### Region annotation entries
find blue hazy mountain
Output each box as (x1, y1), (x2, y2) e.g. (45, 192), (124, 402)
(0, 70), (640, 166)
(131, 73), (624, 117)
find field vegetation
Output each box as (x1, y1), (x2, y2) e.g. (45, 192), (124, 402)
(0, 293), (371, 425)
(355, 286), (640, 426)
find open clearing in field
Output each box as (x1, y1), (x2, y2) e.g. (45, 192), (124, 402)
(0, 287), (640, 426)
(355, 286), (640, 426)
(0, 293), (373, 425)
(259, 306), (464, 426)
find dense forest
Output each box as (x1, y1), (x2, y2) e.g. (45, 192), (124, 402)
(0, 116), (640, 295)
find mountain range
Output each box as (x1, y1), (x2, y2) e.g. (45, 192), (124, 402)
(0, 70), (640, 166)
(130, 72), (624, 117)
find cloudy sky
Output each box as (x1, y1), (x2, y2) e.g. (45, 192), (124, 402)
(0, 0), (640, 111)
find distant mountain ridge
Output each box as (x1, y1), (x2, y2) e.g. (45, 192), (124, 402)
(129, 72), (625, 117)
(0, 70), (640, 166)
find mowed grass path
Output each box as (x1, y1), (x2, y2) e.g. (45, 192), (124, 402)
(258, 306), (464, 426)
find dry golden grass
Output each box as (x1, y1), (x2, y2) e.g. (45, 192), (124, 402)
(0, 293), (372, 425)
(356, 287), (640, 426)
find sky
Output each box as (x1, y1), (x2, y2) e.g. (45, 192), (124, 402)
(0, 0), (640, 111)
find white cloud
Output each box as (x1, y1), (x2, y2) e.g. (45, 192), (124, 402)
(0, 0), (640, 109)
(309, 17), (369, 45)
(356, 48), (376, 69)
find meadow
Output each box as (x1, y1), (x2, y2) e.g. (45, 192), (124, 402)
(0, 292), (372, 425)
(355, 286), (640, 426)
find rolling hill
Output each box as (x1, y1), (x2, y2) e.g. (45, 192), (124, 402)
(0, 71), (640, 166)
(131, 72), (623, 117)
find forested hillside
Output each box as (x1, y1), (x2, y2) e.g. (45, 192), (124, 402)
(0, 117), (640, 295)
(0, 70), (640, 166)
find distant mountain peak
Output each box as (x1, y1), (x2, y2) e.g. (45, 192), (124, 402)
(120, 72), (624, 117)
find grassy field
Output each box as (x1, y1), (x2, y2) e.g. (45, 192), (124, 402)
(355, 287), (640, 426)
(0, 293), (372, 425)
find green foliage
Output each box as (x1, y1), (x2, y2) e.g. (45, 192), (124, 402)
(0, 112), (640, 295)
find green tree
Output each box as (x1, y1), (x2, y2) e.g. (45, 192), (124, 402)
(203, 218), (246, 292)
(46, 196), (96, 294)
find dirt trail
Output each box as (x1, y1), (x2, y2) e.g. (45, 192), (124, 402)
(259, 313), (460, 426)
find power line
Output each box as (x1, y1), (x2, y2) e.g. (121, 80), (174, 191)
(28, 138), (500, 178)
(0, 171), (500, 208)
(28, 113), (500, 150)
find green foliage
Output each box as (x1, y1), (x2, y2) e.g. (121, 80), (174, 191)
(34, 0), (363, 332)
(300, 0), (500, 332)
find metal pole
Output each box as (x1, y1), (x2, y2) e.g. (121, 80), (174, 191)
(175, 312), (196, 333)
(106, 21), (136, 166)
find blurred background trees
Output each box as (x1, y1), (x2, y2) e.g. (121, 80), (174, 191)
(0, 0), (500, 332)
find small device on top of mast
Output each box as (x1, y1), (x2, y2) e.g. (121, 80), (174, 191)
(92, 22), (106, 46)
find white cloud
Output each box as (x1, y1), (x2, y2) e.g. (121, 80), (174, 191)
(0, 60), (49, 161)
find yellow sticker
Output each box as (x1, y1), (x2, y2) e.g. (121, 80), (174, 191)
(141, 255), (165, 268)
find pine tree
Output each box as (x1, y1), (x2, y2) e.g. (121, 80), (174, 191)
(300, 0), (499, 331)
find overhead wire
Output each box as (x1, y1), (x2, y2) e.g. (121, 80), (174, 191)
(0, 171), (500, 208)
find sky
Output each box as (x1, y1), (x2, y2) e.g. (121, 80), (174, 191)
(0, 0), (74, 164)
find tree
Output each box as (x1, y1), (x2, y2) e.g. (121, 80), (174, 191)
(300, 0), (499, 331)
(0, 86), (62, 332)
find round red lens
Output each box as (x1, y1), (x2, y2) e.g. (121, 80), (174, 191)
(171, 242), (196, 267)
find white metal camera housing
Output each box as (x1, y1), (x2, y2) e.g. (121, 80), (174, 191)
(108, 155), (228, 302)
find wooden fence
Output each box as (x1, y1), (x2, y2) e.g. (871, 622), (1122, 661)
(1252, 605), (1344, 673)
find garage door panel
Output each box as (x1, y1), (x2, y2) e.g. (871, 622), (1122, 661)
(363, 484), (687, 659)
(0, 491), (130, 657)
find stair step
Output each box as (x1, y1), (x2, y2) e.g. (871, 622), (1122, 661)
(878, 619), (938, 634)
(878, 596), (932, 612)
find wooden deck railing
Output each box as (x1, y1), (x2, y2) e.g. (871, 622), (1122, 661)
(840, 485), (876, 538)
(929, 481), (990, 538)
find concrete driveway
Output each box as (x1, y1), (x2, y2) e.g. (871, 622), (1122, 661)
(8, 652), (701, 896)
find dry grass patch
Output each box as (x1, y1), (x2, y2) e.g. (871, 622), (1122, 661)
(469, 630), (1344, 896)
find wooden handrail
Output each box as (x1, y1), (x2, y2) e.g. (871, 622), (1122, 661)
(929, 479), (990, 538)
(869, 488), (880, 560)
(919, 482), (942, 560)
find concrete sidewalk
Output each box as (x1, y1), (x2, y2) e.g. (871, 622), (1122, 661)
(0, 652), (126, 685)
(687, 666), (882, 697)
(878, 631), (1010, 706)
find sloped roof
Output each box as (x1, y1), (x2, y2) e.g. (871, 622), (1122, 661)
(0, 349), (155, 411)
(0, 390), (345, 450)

### The task
Can you repeat every line of the data above word for word, changing nothing?

### Complete output
find blue hazy mountain
Output each box as (x1, y1), (x2, y2) e.g. (45, 192), (124, 402)
(0, 70), (640, 166)
(131, 73), (624, 117)
find field vegetation
Output each box as (x1, y1), (x2, y2) e.g. (45, 192), (124, 402)
(0, 293), (371, 425)
(355, 286), (640, 426)
find open clearing in field
Output each box as (x1, y1), (x2, y2) e.g. (45, 192), (124, 402)
(0, 287), (640, 426)
(355, 286), (640, 426)
(0, 293), (373, 425)
(259, 306), (464, 426)
find dense forest
Output each box as (x1, y1), (x2, y2) e.g. (45, 192), (124, 402)
(0, 116), (640, 295)
find mountain range
Output each box as (x1, y1), (x2, y2) e.g. (45, 192), (124, 402)
(0, 70), (640, 166)
(130, 72), (624, 117)
find cloudy sky
Output each box as (x1, y1), (x2, y2) e.g. (45, 192), (124, 402)
(0, 0), (640, 111)
find distant mountain ridge
Output each box as (x1, y1), (x2, y2) e.g. (45, 192), (124, 402)
(129, 72), (625, 117)
(0, 70), (640, 166)
find mowed grass path
Output each box as (x1, y1), (x2, y2) e.g. (45, 192), (124, 402)
(258, 306), (464, 426)
find dry golden grass
Output each box as (x1, y1), (x2, y2) e.g. (45, 192), (124, 402)
(0, 293), (372, 425)
(356, 287), (640, 426)
find sky
Output each box as (x1, y1), (x2, y2) e.g. (45, 192), (124, 402)
(0, 0), (640, 111)
find white cloud
Output each box as (x1, y1), (x2, y2) e.g. (45, 192), (124, 402)
(0, 0), (640, 109)
(309, 17), (369, 45)
(356, 48), (376, 69)
find meadow
Output each box as (x1, y1), (x2, y2) e.g. (45, 192), (124, 402)
(0, 292), (372, 425)
(355, 286), (640, 426)
find rolling hill
Output each box as (x1, y1), (x2, y2) e.g. (45, 192), (124, 402)
(0, 71), (640, 166)
(131, 72), (623, 117)
find forested hillside
Output each box as (x1, y1), (x2, y2) e.g. (45, 192), (124, 402)
(0, 117), (640, 295)
(0, 70), (640, 166)
find distant mountain peak
Output each box as (x1, y1), (x2, y2) e.g. (45, 192), (124, 402)
(120, 72), (624, 117)
find grassy field
Output each box as (x1, y1), (x2, y2) e.g. (45, 192), (124, 402)
(355, 287), (640, 426)
(0, 293), (372, 425)
find green foliage
Output each box as (x1, y1), (x2, y2) e.g. (45, 192), (124, 402)
(0, 112), (640, 295)
find green tree
Output each box as (x1, y1), (x2, y2) e.g. (45, 192), (124, 402)
(203, 218), (246, 292)
(46, 196), (96, 294)
find dirt trail
Output each box as (x1, y1), (x2, y2) e.g. (45, 192), (124, 402)
(259, 313), (460, 426)
find power line
Output each box as (x1, y1), (x2, y2) e.g. (121, 80), (174, 191)
(28, 138), (500, 178)
(0, 171), (500, 208)
(28, 113), (500, 150)
find green foliage
Output each box as (x1, y1), (x2, y2) e.g. (121, 80), (174, 191)
(34, 0), (363, 332)
(300, 0), (500, 332)
find metal pole
Output each box as (x1, y1), (x2, y2) e.g. (121, 80), (174, 191)
(175, 312), (196, 333)
(106, 21), (136, 166)
find blurred background trees
Output each box as (x1, y1), (x2, y2) e.g. (121, 80), (174, 191)
(0, 0), (500, 332)
find small device on top of mast
Output each box as (x1, y1), (x2, y2) e.g. (121, 80), (174, 191)
(92, 22), (106, 46)
find white cloud
Output each box as (x1, y1), (x2, y2) e.g. (121, 80), (174, 191)
(0, 60), (49, 161)
find yellow sticker
Output each box as (x1, y1), (x2, y2) e.g. (121, 80), (174, 191)
(141, 255), (165, 268)
find pine tree
Output each box as (x1, y1), (x2, y2) e.g. (121, 80), (174, 191)
(300, 0), (499, 331)
find overhead wire
Output each box as (x1, y1), (x2, y2) e.g. (121, 80), (174, 191)
(0, 171), (500, 208)
find sky
Output each box as (x1, y1), (x2, y2) e.g. (121, 80), (174, 191)
(0, 0), (74, 164)
find tree
Output each box as (x1, y1), (x2, y2) e.g. (121, 80), (174, 191)
(300, 0), (499, 331)
(0, 86), (62, 332)
find round red lens
Output each box as (x1, y1), (x2, y2) e.g. (121, 80), (174, 191)
(171, 242), (196, 267)
find white metal camera housing
Output each box as (x1, y1), (x2, y2) e.g. (121, 80), (174, 191)
(108, 155), (228, 302)
find wooden fence
Output each box as (x1, y1), (x2, y2) e.g. (871, 622), (1122, 661)
(1252, 605), (1344, 673)
find garage door panel
Output each box as (x1, y1), (x2, y2) e.g. (871, 622), (1122, 661)
(363, 484), (687, 659)
(0, 491), (130, 657)
find stair step
Output each box as (x1, y1), (x2, y2) e.g. (871, 622), (1122, 661)
(878, 619), (938, 634)
(878, 596), (932, 612)
find wooden deck railing
Output each box as (x1, y1), (x2, y2) e.g. (871, 622), (1122, 661)
(840, 485), (876, 538)
(929, 481), (990, 538)
find concrete driveway
Output each box as (x1, y1), (x2, y2) e.g. (871, 622), (1122, 661)
(8, 652), (701, 896)
find dry grass patch
Output each box as (x1, y1), (x2, y2) e.g. (871, 622), (1122, 661)
(469, 630), (1344, 896)
find wooden handrail
Output each box as (x1, y1), (x2, y2) e.g. (871, 622), (1122, 661)
(929, 479), (990, 538)
(869, 488), (880, 560)
(919, 482), (942, 560)
find concrete sidewalk
Output each box as (x1, y1), (x2, y2) e.g. (871, 622), (1122, 661)
(0, 652), (126, 685)
(687, 666), (882, 697)
(878, 631), (1010, 706)
find sloped roof
Output each box as (x1, y1), (x2, y2) e.g. (871, 622), (1122, 661)
(0, 349), (155, 411)
(0, 390), (345, 450)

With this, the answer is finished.